## PÁGINA
· · · · · · ·
No podemos negar que los
norteamericanos de los Estados Unidos son
factor fundamental en el movimiento
cultural, político y social del mundo entero
desde que se lanzaron a la democracia como
triunfo de la burguesía. Y hoy en día con
más fuerza, dado el poder que viene del
dinero y su aliada la ciencia. Sin embargo,
a veces pienso que ellos descubren el mundo
cada dos o tres décadas. Lo descubren para
ellos, se entusiasman con su nuevo hallazgo,
lo incorporan como parte de su cultura, y
luego lo olvidan en aras de la nueva
búsqueda y subsecuente encuentro. Lo
interesante de esto es que entonces el mundo
se descubre descubierto, bautiza lo que ya
existía con un nuevo sustantivo anglosajón y
lo deglute como parte de la cultura del
momento, o lo mastica como chicle,
divertido. Pienso en estas dos líneas
confluyentes cuando me encuentro con la
poesía de Allen Ginsberg y por extensión, la
generación beat. Pero antes de seguir
con esta especulación intelectual,
permítanme ir a la memoria.
Bien recuerdo los días de comienzos de la
década del 60 cuando encontré en mis manos,
gracias a mis compañeros nadaístas, un
ejemplar de la revista Eco Contemporáneo
que dirigía el argentino Miguel Grinberg, y
allí pude leer América, uno de los
más famosos poemas de Ginsberg, y donde el
poeta hacía clara, visible, su
homosexualidad. Poco después caería como una
bomba, nada extraño en la Colombia de
entonces y de hoy, su poema Aullido (Howl).
Poemas que inmediatamente publicaría Alfredo
Sánchez en su ya legendaria Esquirla,
el suplemento literario del diario El
Crisol.
· · · · · · ·
## Extractos del conjunto de datos de señalamiento
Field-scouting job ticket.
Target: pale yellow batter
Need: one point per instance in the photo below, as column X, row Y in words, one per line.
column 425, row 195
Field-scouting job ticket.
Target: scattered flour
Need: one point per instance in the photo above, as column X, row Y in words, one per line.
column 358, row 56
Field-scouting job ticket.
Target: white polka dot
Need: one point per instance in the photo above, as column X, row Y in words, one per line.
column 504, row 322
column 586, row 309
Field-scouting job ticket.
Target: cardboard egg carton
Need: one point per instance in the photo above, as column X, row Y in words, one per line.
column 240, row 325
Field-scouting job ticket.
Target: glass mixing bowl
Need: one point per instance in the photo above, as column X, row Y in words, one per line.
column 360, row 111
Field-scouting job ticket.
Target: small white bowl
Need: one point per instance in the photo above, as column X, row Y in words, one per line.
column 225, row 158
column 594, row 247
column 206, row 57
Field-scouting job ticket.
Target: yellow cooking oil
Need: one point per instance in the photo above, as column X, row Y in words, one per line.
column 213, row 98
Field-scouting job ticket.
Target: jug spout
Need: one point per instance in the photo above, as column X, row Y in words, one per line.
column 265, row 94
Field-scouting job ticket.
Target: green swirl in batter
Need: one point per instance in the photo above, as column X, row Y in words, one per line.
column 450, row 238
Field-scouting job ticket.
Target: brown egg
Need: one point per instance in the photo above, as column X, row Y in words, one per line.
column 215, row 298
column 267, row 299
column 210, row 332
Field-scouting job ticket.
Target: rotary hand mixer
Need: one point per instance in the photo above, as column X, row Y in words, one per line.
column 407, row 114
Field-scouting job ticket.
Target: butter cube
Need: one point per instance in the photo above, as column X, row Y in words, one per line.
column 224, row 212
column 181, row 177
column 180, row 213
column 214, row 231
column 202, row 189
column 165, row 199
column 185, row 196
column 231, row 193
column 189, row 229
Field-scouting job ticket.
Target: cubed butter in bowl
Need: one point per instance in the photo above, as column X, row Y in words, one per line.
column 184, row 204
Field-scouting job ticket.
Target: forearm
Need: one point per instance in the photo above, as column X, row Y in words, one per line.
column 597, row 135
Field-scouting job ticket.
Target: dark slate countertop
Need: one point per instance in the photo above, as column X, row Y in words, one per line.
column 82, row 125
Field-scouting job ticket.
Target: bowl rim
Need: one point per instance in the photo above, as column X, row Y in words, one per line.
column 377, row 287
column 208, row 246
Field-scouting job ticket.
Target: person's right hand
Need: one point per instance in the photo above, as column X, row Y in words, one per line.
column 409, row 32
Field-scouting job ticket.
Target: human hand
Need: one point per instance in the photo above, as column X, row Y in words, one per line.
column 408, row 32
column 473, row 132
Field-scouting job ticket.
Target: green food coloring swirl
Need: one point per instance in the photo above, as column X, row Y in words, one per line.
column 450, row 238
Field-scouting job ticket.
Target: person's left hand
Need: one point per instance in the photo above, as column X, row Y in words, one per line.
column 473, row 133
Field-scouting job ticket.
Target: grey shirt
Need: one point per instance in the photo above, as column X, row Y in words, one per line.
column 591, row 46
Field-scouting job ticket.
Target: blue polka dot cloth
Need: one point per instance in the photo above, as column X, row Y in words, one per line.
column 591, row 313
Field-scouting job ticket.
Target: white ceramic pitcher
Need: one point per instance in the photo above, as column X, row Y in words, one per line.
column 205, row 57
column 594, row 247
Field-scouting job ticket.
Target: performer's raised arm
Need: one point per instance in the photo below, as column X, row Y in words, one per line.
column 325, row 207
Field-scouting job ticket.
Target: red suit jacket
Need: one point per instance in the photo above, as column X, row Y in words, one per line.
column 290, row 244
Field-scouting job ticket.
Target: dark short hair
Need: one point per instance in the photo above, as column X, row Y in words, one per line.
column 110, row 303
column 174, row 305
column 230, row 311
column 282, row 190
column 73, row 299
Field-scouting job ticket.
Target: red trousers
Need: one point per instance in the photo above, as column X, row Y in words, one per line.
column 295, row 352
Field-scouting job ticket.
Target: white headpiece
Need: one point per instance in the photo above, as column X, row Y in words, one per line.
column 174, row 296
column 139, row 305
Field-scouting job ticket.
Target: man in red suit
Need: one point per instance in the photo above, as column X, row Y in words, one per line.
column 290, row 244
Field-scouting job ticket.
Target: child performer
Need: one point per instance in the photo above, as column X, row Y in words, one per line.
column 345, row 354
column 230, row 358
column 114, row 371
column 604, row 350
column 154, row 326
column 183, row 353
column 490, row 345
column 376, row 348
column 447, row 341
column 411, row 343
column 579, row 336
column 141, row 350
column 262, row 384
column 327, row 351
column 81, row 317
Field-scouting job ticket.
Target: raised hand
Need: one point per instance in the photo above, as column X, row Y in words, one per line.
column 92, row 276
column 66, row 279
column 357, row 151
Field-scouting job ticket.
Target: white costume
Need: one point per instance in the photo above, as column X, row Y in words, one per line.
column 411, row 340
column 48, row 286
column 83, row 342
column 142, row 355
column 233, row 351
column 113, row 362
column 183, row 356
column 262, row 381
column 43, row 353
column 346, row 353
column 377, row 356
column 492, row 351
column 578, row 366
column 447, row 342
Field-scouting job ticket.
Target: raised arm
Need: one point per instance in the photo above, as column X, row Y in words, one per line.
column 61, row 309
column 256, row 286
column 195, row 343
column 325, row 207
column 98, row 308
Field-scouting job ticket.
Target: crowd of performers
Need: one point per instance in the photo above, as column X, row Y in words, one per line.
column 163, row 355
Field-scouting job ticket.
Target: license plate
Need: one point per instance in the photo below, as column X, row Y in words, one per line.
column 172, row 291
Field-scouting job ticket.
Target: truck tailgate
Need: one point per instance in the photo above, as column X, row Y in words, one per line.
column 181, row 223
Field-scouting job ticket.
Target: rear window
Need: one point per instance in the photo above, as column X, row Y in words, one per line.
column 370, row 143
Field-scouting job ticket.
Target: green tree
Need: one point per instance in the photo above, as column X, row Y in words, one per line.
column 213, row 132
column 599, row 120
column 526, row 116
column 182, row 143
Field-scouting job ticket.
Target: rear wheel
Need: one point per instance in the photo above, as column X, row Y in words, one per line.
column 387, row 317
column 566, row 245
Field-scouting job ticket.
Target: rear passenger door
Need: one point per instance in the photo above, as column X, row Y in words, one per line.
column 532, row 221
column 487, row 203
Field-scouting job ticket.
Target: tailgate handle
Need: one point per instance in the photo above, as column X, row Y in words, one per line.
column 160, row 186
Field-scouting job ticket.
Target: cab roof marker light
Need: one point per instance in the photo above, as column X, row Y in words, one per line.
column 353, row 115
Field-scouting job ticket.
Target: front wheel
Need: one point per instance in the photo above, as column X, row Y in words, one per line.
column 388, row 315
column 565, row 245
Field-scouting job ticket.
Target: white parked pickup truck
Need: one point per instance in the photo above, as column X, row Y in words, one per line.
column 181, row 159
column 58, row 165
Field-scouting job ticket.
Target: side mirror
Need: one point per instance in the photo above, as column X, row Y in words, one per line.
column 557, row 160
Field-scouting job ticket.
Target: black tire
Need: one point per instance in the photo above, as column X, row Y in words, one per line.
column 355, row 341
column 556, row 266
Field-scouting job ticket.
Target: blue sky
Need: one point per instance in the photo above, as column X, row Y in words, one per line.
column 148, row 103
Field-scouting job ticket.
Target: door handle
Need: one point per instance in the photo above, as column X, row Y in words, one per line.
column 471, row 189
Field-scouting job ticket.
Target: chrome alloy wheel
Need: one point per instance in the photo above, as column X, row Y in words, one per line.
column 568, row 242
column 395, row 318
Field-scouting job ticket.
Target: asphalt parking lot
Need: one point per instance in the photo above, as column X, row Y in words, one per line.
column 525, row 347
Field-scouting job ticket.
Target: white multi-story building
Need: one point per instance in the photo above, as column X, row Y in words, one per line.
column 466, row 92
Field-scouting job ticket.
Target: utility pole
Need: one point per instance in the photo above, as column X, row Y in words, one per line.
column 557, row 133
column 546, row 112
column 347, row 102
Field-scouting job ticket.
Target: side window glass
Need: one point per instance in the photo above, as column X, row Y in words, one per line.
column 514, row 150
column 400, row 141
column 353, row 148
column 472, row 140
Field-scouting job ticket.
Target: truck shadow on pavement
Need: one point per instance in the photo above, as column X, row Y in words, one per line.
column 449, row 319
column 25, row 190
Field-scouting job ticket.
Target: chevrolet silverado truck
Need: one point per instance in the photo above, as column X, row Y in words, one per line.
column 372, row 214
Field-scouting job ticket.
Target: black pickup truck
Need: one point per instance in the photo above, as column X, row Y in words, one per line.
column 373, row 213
· · · · · · ·
## REQUISITOS
1. Responde brevemente, según el texto sobre Allen Ginsberg:
(a) ¿Quién dirigía la revista Eco Contemporáneo?
(b) ¿Cómo se llamaba el suplemento literario en que Alfredo Sánchez publicaría los poemas, y de qué diario era?
(c) ¿Cada cuánto tiempo descubren el mundo los norteamericanos, según piensa a veces quien escribe?
2. Reproduce el pasaje del texto sobre Allen Ginsberg que va desde "Bien recuerdo los" hasta "poema Aullido (Howl).", ambos incluidos.
No hace falta consultar los registros.

## LISTA DE RESPUESTAS
1.
(a) El argentino Miguel Grinberg.
(b) Esquirla, suplemento literario del diario El Crisol.
(c) Cada dos o tres décadas.

2.
Bien recuerdo los días de comienzos de la
década del 60 cuando encontré en mis manos,
gracias a mis compañeros nadaístas, un
ejemplar de la revista Eco Contemporáneo
que dirigía el argentino Miguel Grinberg, y
allí pude leer América, uno de los
más famosos poemas de Ginsberg, y donde el
poeta hacía clara, visible, su
homosexualidad. Poco después caería como una
bomba, nada extraño en la Colombia de
entonces y de hoy, su poema Aullido (Howl).